* **WHAT IS BEING ASKED**
Search the data for "lawn". Each line containing it is to be copied.

* **EXERCISE INPUTS**

------------

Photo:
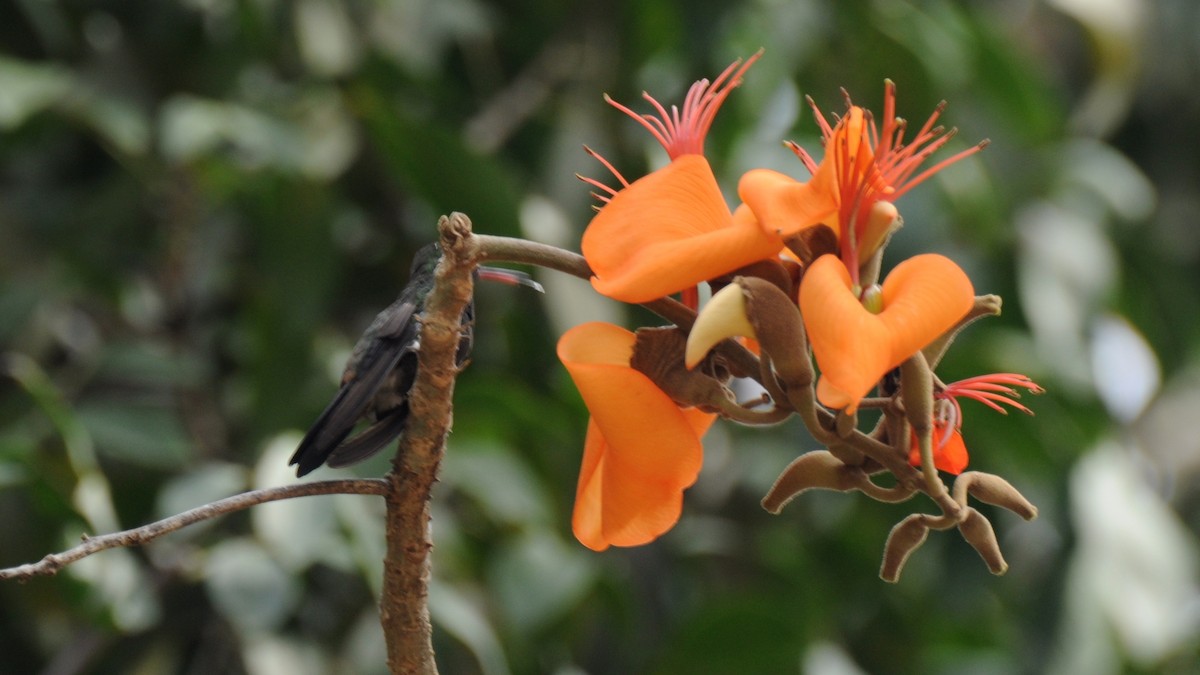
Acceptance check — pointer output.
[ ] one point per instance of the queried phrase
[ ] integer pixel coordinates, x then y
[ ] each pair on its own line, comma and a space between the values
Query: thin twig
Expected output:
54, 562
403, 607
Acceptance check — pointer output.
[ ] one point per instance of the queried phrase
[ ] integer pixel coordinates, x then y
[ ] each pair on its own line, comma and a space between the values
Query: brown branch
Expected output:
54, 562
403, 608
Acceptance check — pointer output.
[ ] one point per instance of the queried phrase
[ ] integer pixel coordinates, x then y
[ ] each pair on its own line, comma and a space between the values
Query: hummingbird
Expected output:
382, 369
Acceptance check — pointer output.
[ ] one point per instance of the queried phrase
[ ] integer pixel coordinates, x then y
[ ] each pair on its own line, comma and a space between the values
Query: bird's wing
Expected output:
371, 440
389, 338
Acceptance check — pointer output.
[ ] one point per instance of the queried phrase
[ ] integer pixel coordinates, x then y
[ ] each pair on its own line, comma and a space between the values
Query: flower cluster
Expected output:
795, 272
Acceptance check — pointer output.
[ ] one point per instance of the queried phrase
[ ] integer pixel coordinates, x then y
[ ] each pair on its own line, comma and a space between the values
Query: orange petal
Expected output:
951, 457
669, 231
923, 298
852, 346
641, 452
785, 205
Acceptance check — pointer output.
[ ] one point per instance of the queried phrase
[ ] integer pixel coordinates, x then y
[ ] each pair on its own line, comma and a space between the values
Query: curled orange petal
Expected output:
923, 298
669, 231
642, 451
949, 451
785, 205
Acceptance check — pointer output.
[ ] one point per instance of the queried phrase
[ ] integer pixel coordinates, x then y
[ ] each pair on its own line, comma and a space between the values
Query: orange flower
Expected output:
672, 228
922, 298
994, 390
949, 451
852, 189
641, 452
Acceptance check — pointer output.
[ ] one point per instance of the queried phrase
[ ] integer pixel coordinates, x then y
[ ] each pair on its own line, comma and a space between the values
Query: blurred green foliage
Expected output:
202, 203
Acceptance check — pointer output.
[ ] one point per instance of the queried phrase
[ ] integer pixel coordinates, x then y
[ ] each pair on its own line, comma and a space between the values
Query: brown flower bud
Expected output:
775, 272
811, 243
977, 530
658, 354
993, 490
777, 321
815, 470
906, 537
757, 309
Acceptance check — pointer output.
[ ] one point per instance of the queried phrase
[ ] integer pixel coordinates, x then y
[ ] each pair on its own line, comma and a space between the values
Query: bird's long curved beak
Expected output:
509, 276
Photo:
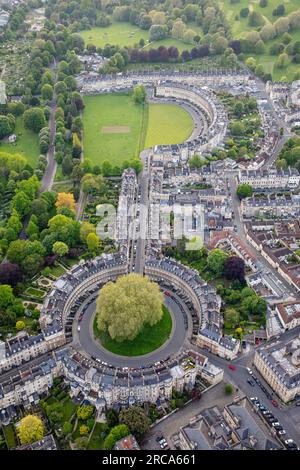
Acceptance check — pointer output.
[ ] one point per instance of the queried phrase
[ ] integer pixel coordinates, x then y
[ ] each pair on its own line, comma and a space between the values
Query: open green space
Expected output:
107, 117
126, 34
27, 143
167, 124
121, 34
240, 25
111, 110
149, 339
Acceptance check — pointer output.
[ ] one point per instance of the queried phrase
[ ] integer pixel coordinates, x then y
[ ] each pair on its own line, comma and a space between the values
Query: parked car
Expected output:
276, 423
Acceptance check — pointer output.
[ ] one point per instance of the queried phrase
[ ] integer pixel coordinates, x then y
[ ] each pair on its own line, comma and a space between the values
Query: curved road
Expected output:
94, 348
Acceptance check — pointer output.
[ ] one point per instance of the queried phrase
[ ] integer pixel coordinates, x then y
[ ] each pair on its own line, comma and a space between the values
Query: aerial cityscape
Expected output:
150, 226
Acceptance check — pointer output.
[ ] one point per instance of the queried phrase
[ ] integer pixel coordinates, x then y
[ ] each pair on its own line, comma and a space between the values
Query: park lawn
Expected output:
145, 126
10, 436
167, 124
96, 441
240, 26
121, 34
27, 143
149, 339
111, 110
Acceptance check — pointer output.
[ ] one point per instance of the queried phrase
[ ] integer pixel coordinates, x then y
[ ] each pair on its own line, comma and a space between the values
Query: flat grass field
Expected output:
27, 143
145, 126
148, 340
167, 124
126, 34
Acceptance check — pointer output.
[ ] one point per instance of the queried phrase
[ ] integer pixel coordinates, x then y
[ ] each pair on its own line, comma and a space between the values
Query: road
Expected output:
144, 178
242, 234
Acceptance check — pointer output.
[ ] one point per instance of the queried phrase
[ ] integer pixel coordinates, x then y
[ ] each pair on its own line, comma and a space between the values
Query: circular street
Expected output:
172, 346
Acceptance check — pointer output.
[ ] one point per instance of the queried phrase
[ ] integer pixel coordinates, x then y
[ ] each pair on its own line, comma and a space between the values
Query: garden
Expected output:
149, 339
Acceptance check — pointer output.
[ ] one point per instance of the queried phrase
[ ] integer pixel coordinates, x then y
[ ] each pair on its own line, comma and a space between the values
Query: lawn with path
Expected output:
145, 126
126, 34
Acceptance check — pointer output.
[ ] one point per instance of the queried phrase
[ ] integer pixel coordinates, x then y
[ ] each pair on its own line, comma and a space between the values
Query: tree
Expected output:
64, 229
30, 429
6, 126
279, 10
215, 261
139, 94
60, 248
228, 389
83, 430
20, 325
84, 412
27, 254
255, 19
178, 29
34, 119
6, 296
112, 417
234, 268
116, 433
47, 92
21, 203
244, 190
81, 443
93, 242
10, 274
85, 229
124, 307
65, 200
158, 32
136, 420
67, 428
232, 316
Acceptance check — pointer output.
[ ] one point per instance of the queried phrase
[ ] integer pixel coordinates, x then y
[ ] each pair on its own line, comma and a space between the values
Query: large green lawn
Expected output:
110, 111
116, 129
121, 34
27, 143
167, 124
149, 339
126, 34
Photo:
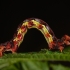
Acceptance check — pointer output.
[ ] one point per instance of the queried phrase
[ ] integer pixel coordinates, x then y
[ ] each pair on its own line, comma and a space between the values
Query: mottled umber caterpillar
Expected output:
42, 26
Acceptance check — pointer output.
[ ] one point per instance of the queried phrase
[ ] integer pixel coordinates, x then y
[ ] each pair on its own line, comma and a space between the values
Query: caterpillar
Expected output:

------------

* **RESULT OF THIS TASK**
Query: park lawn
Query: lawn with path
Query: large green lawn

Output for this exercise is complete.